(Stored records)
◇ ◇ ◇

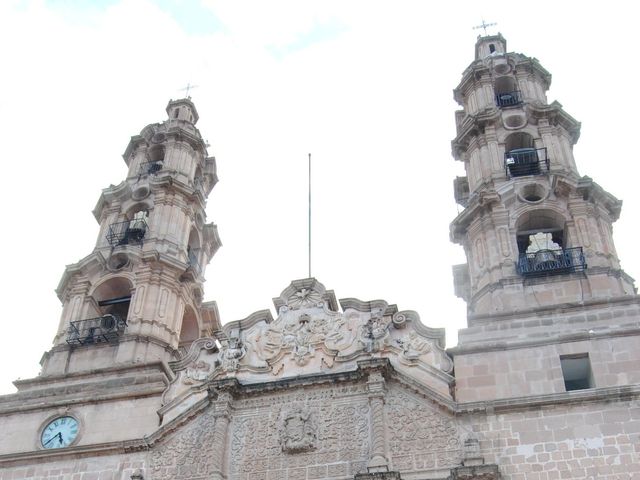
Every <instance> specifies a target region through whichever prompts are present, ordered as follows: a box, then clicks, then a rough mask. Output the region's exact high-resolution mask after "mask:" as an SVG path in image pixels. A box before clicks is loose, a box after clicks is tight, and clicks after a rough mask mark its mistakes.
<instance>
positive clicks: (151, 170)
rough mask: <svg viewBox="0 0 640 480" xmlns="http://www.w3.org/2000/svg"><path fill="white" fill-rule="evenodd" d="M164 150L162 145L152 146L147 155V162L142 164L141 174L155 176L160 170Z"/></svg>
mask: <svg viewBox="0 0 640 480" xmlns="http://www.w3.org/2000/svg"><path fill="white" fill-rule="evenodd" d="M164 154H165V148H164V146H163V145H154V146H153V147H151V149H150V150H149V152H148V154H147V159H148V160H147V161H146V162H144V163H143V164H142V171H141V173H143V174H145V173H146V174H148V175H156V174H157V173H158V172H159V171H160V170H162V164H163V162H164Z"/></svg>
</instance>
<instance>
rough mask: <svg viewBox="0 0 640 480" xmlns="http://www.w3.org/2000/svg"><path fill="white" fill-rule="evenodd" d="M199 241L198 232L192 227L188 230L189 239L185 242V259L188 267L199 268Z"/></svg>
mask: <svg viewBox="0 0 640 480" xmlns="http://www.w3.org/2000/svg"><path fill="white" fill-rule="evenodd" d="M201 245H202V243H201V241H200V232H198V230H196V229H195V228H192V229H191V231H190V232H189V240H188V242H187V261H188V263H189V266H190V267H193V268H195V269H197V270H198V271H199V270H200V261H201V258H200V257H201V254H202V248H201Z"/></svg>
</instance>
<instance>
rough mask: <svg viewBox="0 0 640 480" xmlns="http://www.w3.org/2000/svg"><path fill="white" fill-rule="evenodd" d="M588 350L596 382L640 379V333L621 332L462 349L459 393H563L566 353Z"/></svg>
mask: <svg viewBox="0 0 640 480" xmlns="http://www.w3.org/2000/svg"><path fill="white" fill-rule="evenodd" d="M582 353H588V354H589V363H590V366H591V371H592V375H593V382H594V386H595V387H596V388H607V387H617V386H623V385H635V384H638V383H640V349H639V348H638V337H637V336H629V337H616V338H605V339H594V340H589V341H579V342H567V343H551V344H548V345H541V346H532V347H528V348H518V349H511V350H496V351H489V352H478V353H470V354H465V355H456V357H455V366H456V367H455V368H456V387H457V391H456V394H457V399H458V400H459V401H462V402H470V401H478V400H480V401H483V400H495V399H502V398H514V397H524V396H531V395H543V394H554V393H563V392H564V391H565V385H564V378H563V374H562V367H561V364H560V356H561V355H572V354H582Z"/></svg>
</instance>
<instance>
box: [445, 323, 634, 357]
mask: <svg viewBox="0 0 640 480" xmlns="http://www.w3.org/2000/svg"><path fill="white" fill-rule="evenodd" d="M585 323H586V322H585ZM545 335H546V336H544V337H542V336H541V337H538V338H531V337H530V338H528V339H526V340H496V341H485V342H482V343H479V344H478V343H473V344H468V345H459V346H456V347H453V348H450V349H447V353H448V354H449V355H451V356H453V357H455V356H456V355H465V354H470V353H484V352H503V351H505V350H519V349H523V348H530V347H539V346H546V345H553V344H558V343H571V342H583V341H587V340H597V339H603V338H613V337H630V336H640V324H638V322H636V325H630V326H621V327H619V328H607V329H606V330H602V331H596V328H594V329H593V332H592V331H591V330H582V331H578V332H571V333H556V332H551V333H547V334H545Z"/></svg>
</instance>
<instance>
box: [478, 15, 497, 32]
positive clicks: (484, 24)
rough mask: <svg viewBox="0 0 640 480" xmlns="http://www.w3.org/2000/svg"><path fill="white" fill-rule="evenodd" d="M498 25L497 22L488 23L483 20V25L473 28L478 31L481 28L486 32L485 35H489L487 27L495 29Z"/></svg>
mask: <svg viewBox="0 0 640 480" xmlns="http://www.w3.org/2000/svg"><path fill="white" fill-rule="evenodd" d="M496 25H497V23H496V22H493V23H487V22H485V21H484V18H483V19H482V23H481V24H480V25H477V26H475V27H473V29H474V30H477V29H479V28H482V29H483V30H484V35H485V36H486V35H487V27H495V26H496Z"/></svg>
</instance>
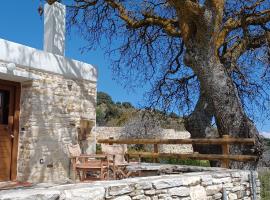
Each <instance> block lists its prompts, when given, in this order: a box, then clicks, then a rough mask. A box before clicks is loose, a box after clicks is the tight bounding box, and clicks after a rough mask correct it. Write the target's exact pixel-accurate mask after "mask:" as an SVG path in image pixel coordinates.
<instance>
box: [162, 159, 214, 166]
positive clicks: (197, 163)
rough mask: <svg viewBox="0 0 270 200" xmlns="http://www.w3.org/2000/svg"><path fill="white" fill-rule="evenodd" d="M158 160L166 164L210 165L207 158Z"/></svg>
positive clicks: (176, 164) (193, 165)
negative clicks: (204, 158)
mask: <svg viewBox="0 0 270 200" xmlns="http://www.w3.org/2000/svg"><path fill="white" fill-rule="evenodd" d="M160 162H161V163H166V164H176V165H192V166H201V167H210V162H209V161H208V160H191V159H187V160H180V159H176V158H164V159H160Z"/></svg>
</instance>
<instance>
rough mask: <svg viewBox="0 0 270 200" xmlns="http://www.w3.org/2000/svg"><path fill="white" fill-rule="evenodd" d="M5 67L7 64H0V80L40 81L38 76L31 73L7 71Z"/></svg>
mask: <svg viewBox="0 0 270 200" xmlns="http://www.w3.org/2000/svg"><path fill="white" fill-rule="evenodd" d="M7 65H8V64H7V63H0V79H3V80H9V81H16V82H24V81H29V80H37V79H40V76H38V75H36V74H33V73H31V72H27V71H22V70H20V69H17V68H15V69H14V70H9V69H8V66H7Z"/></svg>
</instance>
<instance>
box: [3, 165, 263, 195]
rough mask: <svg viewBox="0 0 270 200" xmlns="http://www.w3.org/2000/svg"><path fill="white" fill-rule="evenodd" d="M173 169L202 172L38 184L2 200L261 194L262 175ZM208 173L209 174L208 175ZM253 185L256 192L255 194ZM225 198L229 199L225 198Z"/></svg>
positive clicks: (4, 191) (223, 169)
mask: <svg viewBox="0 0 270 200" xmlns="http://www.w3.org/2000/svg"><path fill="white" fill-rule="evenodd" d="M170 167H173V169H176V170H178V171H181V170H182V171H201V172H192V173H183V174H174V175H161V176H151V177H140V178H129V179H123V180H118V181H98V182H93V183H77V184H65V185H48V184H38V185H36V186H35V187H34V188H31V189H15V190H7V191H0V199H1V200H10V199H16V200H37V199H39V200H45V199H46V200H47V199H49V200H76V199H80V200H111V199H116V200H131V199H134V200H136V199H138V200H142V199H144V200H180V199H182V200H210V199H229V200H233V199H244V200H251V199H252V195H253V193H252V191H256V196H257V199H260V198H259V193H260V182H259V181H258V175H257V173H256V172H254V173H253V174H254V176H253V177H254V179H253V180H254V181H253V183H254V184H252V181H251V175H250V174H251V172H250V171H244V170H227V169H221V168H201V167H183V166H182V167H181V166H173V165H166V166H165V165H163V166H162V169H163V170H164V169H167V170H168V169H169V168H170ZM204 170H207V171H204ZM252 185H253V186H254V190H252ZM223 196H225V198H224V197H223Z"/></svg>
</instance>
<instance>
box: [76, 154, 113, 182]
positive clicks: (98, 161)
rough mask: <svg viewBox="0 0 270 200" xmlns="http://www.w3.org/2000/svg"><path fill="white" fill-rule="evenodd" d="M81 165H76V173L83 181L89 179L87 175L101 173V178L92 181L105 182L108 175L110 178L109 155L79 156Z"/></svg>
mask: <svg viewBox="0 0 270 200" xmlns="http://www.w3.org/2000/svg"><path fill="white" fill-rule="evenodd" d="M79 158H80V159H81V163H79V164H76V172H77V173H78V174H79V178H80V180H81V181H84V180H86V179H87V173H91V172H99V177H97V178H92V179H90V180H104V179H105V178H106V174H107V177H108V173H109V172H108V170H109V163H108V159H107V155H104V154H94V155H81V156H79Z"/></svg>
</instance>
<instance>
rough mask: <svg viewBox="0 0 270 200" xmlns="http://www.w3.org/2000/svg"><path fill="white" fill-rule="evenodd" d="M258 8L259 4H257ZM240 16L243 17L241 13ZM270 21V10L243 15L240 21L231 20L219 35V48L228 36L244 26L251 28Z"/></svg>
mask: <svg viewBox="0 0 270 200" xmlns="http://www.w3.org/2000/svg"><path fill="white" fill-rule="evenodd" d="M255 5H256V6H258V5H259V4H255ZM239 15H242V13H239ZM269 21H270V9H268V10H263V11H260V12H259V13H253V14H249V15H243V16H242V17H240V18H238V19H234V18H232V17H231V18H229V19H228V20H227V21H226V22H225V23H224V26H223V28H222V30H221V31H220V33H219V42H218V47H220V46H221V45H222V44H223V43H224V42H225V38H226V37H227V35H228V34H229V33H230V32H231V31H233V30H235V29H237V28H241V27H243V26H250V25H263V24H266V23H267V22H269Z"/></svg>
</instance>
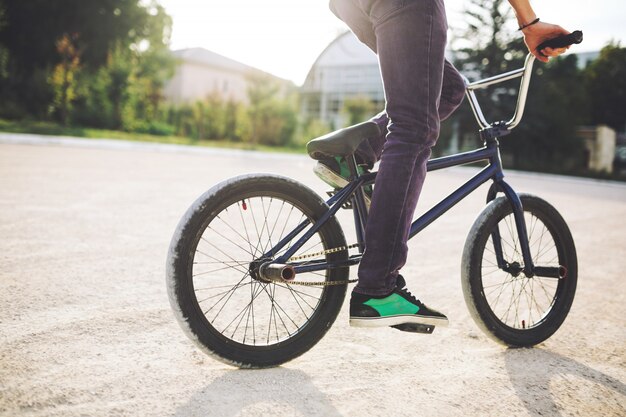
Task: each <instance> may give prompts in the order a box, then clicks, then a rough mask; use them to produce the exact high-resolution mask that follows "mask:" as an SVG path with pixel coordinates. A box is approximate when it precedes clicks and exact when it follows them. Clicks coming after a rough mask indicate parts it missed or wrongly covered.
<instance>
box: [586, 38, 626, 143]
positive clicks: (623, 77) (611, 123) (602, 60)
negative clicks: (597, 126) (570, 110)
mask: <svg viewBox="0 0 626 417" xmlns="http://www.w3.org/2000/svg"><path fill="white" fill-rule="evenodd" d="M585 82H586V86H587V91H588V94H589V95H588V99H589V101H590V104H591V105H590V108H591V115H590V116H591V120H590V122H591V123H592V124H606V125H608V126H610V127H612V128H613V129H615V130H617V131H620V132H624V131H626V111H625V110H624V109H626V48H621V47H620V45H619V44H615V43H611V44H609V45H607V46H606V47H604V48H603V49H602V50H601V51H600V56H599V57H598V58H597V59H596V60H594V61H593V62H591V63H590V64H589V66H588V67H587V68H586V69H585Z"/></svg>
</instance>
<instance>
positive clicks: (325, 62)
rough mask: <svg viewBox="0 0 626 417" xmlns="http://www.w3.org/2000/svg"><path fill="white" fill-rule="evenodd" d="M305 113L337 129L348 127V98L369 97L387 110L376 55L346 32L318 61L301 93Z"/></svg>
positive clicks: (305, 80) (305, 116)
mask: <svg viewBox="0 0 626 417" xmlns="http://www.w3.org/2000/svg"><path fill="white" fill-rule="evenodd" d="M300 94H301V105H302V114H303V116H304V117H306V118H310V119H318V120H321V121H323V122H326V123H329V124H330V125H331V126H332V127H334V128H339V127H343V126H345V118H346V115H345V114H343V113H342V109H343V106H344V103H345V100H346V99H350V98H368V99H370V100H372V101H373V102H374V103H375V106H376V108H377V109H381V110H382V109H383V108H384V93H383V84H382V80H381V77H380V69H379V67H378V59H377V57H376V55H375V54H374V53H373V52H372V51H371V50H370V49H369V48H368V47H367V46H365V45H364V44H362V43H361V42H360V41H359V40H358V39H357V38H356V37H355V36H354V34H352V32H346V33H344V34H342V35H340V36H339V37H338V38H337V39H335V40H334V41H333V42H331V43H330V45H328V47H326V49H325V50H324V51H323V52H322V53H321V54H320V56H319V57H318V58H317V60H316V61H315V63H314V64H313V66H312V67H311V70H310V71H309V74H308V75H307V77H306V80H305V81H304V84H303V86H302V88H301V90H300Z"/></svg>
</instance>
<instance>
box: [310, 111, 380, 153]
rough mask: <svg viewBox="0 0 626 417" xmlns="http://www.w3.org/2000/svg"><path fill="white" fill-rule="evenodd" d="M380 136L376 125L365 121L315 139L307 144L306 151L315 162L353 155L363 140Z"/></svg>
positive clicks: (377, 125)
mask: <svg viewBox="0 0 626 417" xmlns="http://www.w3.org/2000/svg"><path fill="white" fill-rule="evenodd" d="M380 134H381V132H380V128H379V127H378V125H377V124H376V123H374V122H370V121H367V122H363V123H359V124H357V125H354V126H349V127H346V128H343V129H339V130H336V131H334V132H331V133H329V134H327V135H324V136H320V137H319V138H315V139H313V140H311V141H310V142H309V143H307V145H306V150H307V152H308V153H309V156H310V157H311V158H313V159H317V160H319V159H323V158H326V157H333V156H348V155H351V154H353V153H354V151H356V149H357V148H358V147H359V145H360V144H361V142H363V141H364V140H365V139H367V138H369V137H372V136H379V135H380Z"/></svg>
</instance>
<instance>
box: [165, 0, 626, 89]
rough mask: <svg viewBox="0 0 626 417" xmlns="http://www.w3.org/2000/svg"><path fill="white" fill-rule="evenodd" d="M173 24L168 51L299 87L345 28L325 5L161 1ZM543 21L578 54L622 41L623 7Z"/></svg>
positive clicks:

◇ ◇ ◇

TASK OBJECTIVE: Copy nothing but the lines from the top of the data down to the line containing "positive clicks: (151, 170)", and leave the pictures out.

RESULT OF THE EXERCISE:
Every <instance> specifies a target region through whichever prompts are present, ordered as follows: a box, then clicks, then a rough mask. Output the region's exact high-resolution mask after "mask:" as an SVG path in image pixels. A box before clicks is loose, a box after clicks is tight, and clicks after a rough mask mark its mistakes.
<instance>
positive clicks: (151, 170)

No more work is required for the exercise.